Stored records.

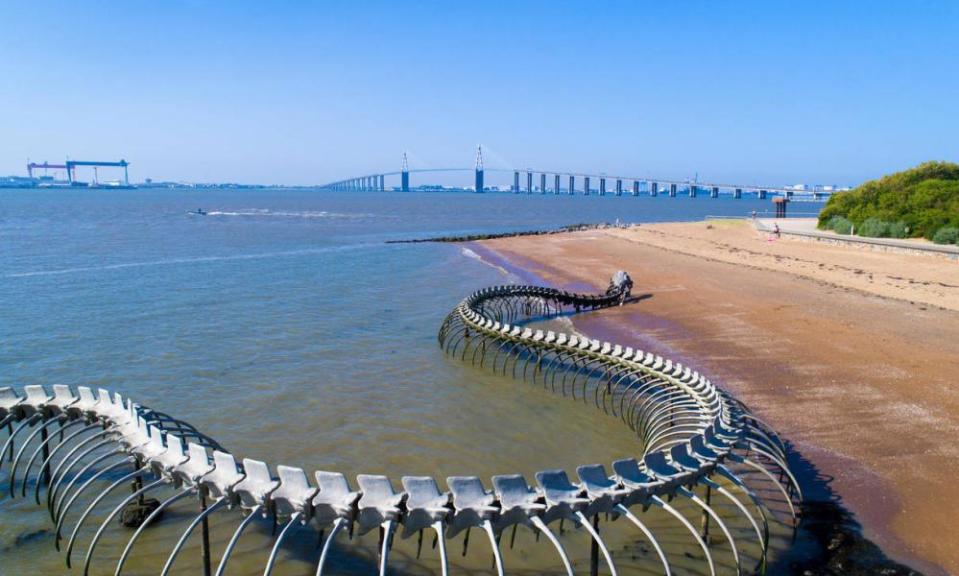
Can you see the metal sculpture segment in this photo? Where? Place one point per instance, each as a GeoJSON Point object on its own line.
{"type": "Point", "coordinates": [689, 431]}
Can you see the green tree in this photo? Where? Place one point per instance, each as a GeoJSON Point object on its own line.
{"type": "Point", "coordinates": [920, 200]}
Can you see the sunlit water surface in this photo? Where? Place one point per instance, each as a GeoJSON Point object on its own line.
{"type": "Point", "coordinates": [282, 325]}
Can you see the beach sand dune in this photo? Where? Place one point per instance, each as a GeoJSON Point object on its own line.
{"type": "Point", "coordinates": [851, 353]}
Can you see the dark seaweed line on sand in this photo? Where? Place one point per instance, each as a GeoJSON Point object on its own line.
{"type": "Point", "coordinates": [491, 236]}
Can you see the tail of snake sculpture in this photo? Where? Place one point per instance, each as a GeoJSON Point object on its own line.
{"type": "Point", "coordinates": [691, 434]}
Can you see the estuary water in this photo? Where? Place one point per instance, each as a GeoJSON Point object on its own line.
{"type": "Point", "coordinates": [284, 326]}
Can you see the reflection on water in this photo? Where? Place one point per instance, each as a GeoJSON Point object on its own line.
{"type": "Point", "coordinates": [281, 325]}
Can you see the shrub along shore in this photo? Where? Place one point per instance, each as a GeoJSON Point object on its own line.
{"type": "Point", "coordinates": [919, 202]}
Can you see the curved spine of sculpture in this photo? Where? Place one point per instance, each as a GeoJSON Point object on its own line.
{"type": "Point", "coordinates": [690, 432]}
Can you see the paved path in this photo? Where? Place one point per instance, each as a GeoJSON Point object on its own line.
{"type": "Point", "coordinates": [807, 227]}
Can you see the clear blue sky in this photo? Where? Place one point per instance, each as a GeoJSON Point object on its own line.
{"type": "Point", "coordinates": [288, 92]}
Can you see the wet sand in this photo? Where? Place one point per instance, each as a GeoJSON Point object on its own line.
{"type": "Point", "coordinates": [850, 353]}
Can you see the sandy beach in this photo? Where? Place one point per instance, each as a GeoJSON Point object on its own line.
{"type": "Point", "coordinates": [849, 353]}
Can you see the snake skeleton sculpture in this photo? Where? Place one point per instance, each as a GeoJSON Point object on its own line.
{"type": "Point", "coordinates": [691, 435]}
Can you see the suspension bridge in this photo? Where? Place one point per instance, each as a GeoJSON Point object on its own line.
{"type": "Point", "coordinates": [530, 181]}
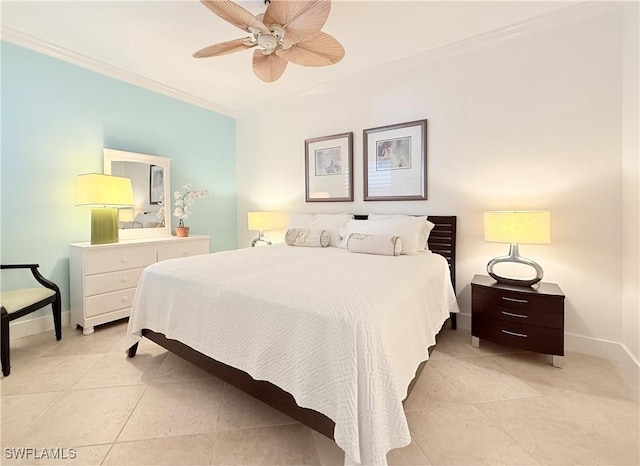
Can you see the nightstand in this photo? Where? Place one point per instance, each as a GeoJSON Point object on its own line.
{"type": "Point", "coordinates": [530, 318]}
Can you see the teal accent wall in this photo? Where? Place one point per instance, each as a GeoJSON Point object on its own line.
{"type": "Point", "coordinates": [56, 120]}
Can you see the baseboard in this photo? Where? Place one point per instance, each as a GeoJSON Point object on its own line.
{"type": "Point", "coordinates": [605, 349]}
{"type": "Point", "coordinates": [592, 346]}
{"type": "Point", "coordinates": [577, 343]}
{"type": "Point", "coordinates": [23, 328]}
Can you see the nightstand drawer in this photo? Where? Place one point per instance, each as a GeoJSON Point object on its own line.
{"type": "Point", "coordinates": [527, 337]}
{"type": "Point", "coordinates": [499, 309]}
{"type": "Point", "coordinates": [514, 300]}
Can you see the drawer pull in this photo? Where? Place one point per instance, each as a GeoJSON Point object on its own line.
{"type": "Point", "coordinates": [514, 315]}
{"type": "Point", "coordinates": [524, 301]}
{"type": "Point", "coordinates": [521, 335]}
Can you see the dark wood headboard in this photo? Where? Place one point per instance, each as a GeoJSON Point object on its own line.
{"type": "Point", "coordinates": [442, 239]}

To do. Take the entries above and restate them word for word, minus their images.

Response area.
Can you see the metal sculpture segment in this photo? Where? Place one point per instance, each as a GeoJSON Point object on its own line.
{"type": "Point", "coordinates": [689, 431]}
Can you see the green tree in this photo? Where? Place one point per instance, each as a GeoJSON Point object on its own line.
{"type": "Point", "coordinates": [920, 200]}
Can you see the sunlit water surface in this photo? Where? Place one point per instance, each as a GeoJSON Point object on its own line.
{"type": "Point", "coordinates": [282, 325]}
Can you see the beach sand dune in this photo? Where? Place one point per instance, each as a GeoJSON Point object on its own line.
{"type": "Point", "coordinates": [851, 353]}
Can you see the dark seaweed line on sand in this photo? Where? Place one point per instance, each as a GeoJSON Point object on its own line.
{"type": "Point", "coordinates": [491, 236]}
Can you see the tail of snake sculpture in this photo? Where? Place one point per instance, each as a GeoJSON Point object on its own line.
{"type": "Point", "coordinates": [691, 434]}
Can you see the estuary water in this photo? Where? Place one point per instance, each as a GeoJSON Point object on its own line.
{"type": "Point", "coordinates": [284, 326]}
Can you see the reflection on water in this photo? Where? Place one point per instance, each as a GeoJSON Point object on its own line.
{"type": "Point", "coordinates": [281, 325]}
Can you see the shrub along shore in this photo? Where? Place one point per instance, each as a GeoJSON Point object on its own line.
{"type": "Point", "coordinates": [919, 202]}
Can you see the curved spine of sculpture in this photo? Where? Place one point per instance, each as a GeoJSON Point object on its own line.
{"type": "Point", "coordinates": [690, 432]}
Can you see the paved path in this photo? Where? Place one point per instance, each as a GeoJSON Point object on its own line.
{"type": "Point", "coordinates": [807, 227]}
Can you see the clear blue sky in this photo? Where? Place one point per instance, each as a GeoJSON Point object on its own line.
{"type": "Point", "coordinates": [288, 92]}
Can you see the wet sand in this photo? Where? Place one point per instance, each as a GeoJSON Point object on its own line.
{"type": "Point", "coordinates": [850, 353]}
Can you see the sandy beach in this photo? Where? Place one point per instance, each as a GeoJSON Point object on its own line.
{"type": "Point", "coordinates": [849, 353]}
Can you see the snake skeleton sculpture in this photo? Where? Place one point per instance, each as a GeoJSON Point object on its own line.
{"type": "Point", "coordinates": [691, 435]}
Can you see the suspension bridge in this photo? Where? Place one point per instance, each as a GeoJSON Point object on its own line.
{"type": "Point", "coordinates": [530, 181]}
Can you see the nightstand in this photo? Where? Place one point per instance, each as a GeoJSON Point object on its own line.
{"type": "Point", "coordinates": [530, 318]}
Can you see the teal accent wall in this photo? Where? Place one point per instance, each as a GeoJSON Point object on its own line.
{"type": "Point", "coordinates": [56, 120]}
Can you see the baseboard in this photo? Where? Place one point per instance, each as a GeoJSON Point object on its own line.
{"type": "Point", "coordinates": [605, 349]}
{"type": "Point", "coordinates": [592, 346]}
{"type": "Point", "coordinates": [577, 343]}
{"type": "Point", "coordinates": [23, 328]}
Can you see the nightstand drawer in this photo? Where? Place one point per instance, each as a GeoJSON Point object on its own line.
{"type": "Point", "coordinates": [527, 337]}
{"type": "Point", "coordinates": [499, 309]}
{"type": "Point", "coordinates": [514, 300]}
Can you see the drawer pull in this photo? Where? Place one point per instance, each as a GeoJSON Point object on its own line.
{"type": "Point", "coordinates": [514, 315]}
{"type": "Point", "coordinates": [524, 301]}
{"type": "Point", "coordinates": [521, 335]}
Can you see the dark wood headboard in this photo? Where? Place one point per instance, each as a GeoJSON Point object on its own line.
{"type": "Point", "coordinates": [442, 239]}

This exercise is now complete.